┌─ Data section
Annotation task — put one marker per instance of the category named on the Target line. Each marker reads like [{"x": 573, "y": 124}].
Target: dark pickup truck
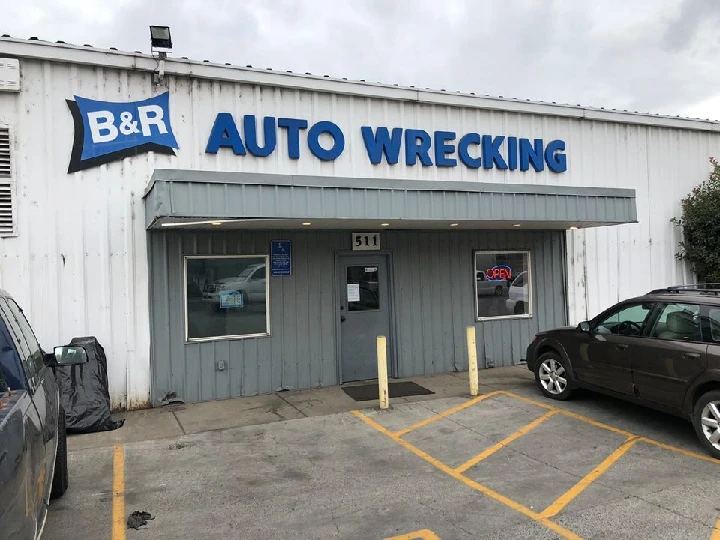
[{"x": 33, "y": 450}]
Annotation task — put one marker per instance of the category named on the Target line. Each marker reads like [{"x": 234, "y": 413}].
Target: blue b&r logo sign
[{"x": 109, "y": 131}]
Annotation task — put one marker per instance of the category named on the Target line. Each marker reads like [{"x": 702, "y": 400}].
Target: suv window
[
  {"x": 678, "y": 322},
  {"x": 10, "y": 371},
  {"x": 25, "y": 342},
  {"x": 629, "y": 320},
  {"x": 711, "y": 330}
]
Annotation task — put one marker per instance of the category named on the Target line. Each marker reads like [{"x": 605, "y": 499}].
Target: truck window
[{"x": 29, "y": 351}]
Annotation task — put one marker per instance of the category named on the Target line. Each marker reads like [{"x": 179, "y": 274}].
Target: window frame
[
  {"x": 705, "y": 325},
  {"x": 617, "y": 308},
  {"x": 658, "y": 311},
  {"x": 230, "y": 337},
  {"x": 15, "y": 330},
  {"x": 529, "y": 279}
]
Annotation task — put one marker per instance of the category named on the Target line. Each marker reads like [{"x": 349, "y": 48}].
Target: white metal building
[{"x": 143, "y": 221}]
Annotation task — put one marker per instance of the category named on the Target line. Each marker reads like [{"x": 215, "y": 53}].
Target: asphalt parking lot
[{"x": 506, "y": 464}]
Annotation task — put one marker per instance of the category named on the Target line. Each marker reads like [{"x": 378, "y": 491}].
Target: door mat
[{"x": 368, "y": 392}]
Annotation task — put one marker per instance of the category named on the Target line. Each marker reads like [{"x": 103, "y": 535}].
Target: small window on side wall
[
  {"x": 226, "y": 297},
  {"x": 503, "y": 284}
]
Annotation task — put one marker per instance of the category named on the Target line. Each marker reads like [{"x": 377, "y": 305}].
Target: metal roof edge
[
  {"x": 239, "y": 178},
  {"x": 111, "y": 58}
]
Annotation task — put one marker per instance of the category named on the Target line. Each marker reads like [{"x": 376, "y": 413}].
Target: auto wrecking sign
[
  {"x": 439, "y": 148},
  {"x": 109, "y": 131}
]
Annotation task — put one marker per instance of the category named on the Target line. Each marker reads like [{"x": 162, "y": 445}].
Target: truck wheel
[
  {"x": 706, "y": 419},
  {"x": 61, "y": 477}
]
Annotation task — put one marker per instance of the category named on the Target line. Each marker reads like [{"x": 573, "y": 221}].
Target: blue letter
[
  {"x": 512, "y": 153},
  {"x": 314, "y": 140},
  {"x": 225, "y": 135},
  {"x": 465, "y": 157},
  {"x": 491, "y": 152},
  {"x": 554, "y": 157},
  {"x": 415, "y": 148},
  {"x": 442, "y": 149},
  {"x": 251, "y": 135},
  {"x": 293, "y": 127},
  {"x": 528, "y": 154},
  {"x": 382, "y": 143}
]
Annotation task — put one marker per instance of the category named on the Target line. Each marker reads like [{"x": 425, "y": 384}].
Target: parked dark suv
[
  {"x": 661, "y": 350},
  {"x": 33, "y": 452}
]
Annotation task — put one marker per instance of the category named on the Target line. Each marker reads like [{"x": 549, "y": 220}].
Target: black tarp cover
[{"x": 84, "y": 392}]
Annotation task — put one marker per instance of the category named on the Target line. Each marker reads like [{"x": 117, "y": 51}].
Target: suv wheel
[
  {"x": 706, "y": 419},
  {"x": 61, "y": 477},
  {"x": 552, "y": 377}
]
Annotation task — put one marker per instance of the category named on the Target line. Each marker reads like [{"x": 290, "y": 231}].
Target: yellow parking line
[
  {"x": 507, "y": 440},
  {"x": 716, "y": 531},
  {"x": 619, "y": 431},
  {"x": 571, "y": 414},
  {"x": 567, "y": 497},
  {"x": 118, "y": 531},
  {"x": 679, "y": 450},
  {"x": 425, "y": 534},
  {"x": 467, "y": 481},
  {"x": 447, "y": 413}
]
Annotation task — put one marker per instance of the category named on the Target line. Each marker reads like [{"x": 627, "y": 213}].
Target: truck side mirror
[{"x": 70, "y": 356}]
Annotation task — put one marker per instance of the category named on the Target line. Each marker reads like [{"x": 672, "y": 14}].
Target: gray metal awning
[{"x": 199, "y": 199}]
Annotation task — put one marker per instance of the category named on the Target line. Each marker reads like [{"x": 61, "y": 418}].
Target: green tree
[{"x": 700, "y": 224}]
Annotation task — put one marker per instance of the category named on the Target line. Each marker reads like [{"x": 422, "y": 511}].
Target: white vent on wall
[
  {"x": 7, "y": 187},
  {"x": 9, "y": 75}
]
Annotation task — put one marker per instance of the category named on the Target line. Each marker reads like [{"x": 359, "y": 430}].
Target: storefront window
[
  {"x": 503, "y": 284},
  {"x": 226, "y": 297}
]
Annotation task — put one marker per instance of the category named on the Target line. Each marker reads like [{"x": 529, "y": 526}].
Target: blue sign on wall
[
  {"x": 413, "y": 146},
  {"x": 231, "y": 300},
  {"x": 108, "y": 131},
  {"x": 280, "y": 258}
]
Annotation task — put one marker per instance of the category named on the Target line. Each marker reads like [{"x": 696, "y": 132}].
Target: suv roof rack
[{"x": 698, "y": 288}]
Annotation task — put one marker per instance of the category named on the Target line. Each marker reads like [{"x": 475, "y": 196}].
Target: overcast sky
[{"x": 648, "y": 55}]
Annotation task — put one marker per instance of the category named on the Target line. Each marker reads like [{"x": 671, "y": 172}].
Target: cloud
[{"x": 648, "y": 55}]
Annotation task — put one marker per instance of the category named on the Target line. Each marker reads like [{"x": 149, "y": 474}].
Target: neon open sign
[{"x": 499, "y": 272}]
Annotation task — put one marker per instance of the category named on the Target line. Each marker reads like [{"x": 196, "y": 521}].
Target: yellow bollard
[
  {"x": 472, "y": 361},
  {"x": 382, "y": 373}
]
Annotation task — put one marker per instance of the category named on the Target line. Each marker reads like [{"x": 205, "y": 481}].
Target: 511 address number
[{"x": 366, "y": 241}]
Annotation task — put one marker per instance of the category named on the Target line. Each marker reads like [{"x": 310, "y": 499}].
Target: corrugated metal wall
[
  {"x": 78, "y": 264},
  {"x": 434, "y": 303}
]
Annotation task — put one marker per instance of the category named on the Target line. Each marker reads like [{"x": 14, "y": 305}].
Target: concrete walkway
[{"x": 184, "y": 419}]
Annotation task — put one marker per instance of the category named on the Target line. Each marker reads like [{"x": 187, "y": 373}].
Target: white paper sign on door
[{"x": 353, "y": 292}]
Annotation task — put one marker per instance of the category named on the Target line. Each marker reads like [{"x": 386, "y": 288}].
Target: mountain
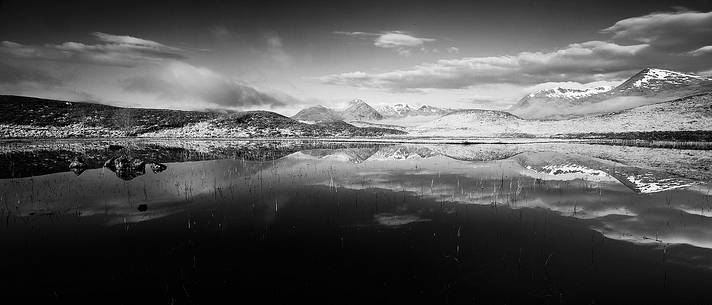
[
  {"x": 485, "y": 121},
  {"x": 26, "y": 117},
  {"x": 539, "y": 105},
  {"x": 318, "y": 114},
  {"x": 689, "y": 113},
  {"x": 648, "y": 86},
  {"x": 404, "y": 110},
  {"x": 358, "y": 110}
]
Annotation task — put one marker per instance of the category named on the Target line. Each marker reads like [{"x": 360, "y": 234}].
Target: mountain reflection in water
[{"x": 538, "y": 205}]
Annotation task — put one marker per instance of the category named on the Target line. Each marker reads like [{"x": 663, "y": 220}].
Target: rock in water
[
  {"x": 78, "y": 165},
  {"x": 126, "y": 167},
  {"x": 158, "y": 167}
]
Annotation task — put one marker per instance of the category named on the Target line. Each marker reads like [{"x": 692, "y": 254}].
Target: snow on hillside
[
  {"x": 360, "y": 110},
  {"x": 691, "y": 113},
  {"x": 569, "y": 93},
  {"x": 652, "y": 78},
  {"x": 404, "y": 110}
]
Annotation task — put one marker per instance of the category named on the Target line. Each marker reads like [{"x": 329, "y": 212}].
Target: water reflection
[
  {"x": 623, "y": 202},
  {"x": 462, "y": 193}
]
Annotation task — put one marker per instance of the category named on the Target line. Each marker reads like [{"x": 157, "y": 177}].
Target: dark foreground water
[{"x": 350, "y": 224}]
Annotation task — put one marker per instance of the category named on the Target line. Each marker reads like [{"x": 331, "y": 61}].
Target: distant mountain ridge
[
  {"x": 27, "y": 117},
  {"x": 405, "y": 110},
  {"x": 646, "y": 87},
  {"x": 359, "y": 110}
]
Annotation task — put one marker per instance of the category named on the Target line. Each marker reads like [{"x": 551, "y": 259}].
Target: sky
[{"x": 284, "y": 56}]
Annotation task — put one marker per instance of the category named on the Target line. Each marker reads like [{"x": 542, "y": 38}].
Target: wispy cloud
[
  {"x": 403, "y": 43},
  {"x": 113, "y": 50},
  {"x": 205, "y": 88},
  {"x": 669, "y": 31},
  {"x": 13, "y": 75},
  {"x": 581, "y": 62}
]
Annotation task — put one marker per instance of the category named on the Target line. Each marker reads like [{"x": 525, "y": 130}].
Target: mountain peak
[
  {"x": 359, "y": 110},
  {"x": 357, "y": 101},
  {"x": 654, "y": 79}
]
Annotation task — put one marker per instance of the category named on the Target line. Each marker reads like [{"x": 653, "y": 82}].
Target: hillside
[
  {"x": 647, "y": 87},
  {"x": 358, "y": 110},
  {"x": 405, "y": 110},
  {"x": 684, "y": 114},
  {"x": 317, "y": 114},
  {"x": 24, "y": 117}
]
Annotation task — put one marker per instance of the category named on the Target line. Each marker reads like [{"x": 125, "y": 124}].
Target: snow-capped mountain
[
  {"x": 685, "y": 114},
  {"x": 657, "y": 81},
  {"x": 317, "y": 114},
  {"x": 561, "y": 93},
  {"x": 648, "y": 86},
  {"x": 404, "y": 110},
  {"x": 358, "y": 110}
]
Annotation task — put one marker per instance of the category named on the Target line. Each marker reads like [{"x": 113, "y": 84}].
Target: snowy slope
[
  {"x": 405, "y": 110},
  {"x": 317, "y": 114},
  {"x": 648, "y": 86},
  {"x": 359, "y": 110},
  {"x": 690, "y": 113}
]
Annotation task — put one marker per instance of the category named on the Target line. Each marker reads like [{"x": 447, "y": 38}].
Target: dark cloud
[
  {"x": 183, "y": 82},
  {"x": 112, "y": 50},
  {"x": 681, "y": 31},
  {"x": 12, "y": 75},
  {"x": 581, "y": 62}
]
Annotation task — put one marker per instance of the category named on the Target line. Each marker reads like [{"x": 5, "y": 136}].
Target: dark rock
[
  {"x": 78, "y": 165},
  {"x": 158, "y": 167},
  {"x": 126, "y": 167}
]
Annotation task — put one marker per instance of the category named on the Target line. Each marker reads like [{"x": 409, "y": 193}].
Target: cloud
[
  {"x": 12, "y": 75},
  {"x": 584, "y": 62},
  {"x": 580, "y": 62},
  {"x": 112, "y": 50},
  {"x": 669, "y": 31},
  {"x": 181, "y": 82},
  {"x": 402, "y": 42},
  {"x": 702, "y": 51},
  {"x": 275, "y": 50}
]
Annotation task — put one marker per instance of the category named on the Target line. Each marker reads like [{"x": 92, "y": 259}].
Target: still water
[{"x": 351, "y": 224}]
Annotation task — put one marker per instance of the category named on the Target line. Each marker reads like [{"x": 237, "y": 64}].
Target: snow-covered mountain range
[
  {"x": 648, "y": 101},
  {"x": 648, "y": 86}
]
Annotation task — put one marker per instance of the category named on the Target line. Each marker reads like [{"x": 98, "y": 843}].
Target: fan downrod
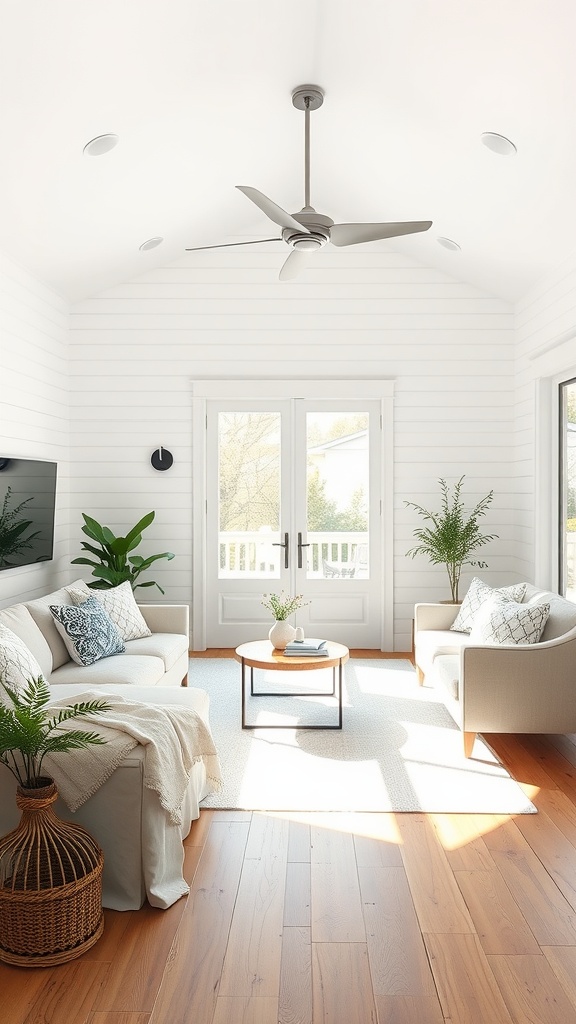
└─
* **Required work**:
Copy out in full each line above that contains the word "white".

* **The result**:
Target: white metal building
Target: white vent on wall
Target: white paper sign on door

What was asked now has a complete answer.